Given data:
++++++++++++++++++++
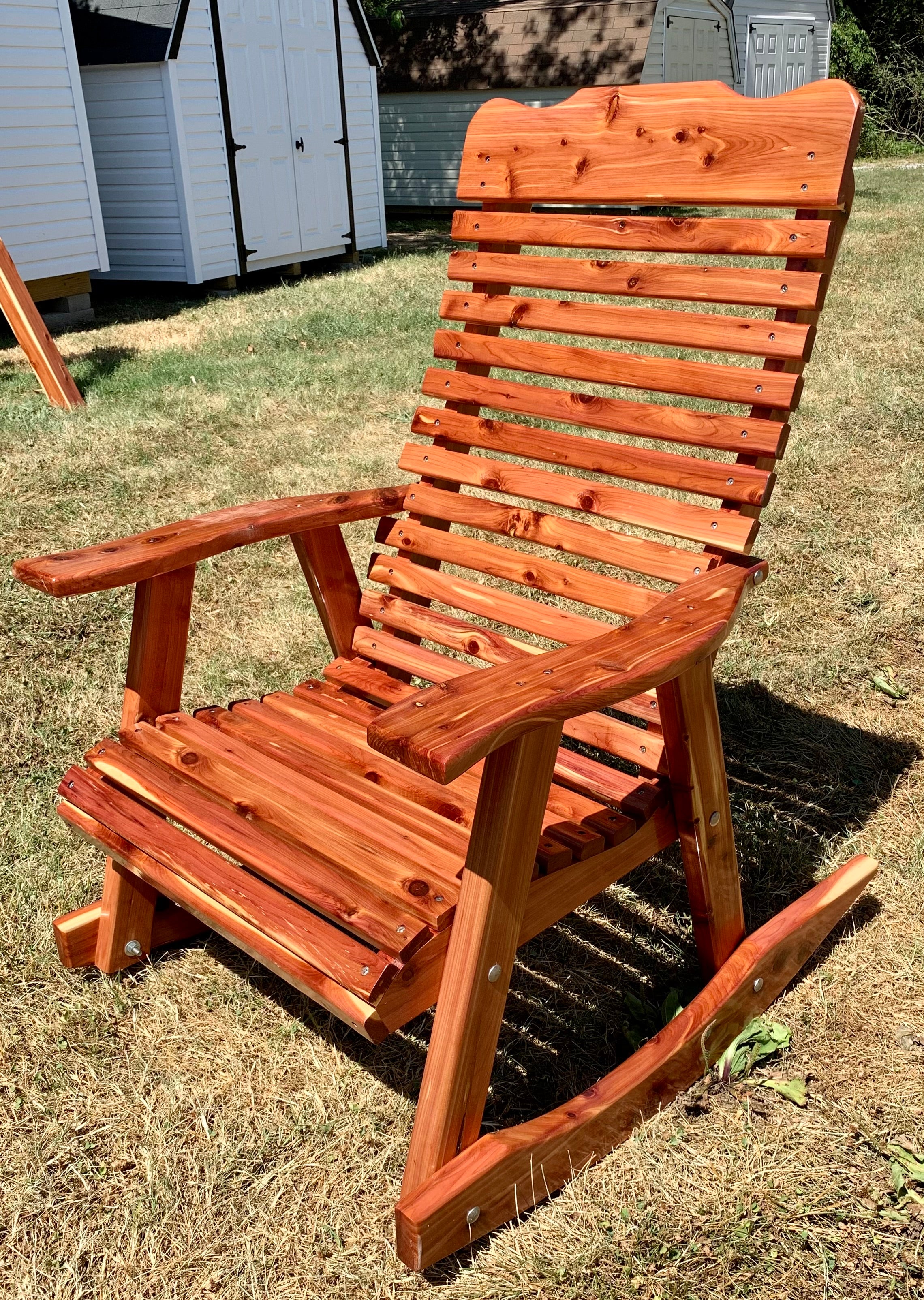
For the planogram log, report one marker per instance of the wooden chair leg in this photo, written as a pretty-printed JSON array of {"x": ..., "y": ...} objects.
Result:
[
  {"x": 126, "y": 919},
  {"x": 697, "y": 769},
  {"x": 154, "y": 683},
  {"x": 483, "y": 945}
]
++++++++++++++++++++
What the task asks: Please copy every row above verbatim, leaving out the pictures.

Task result:
For the planogram log, report one marker per instance of the wooden chair leg in this photo, written as a pretty-printed JSON array of {"x": ..., "y": ...} objects.
Result:
[
  {"x": 126, "y": 919},
  {"x": 697, "y": 769},
  {"x": 154, "y": 683},
  {"x": 483, "y": 945}
]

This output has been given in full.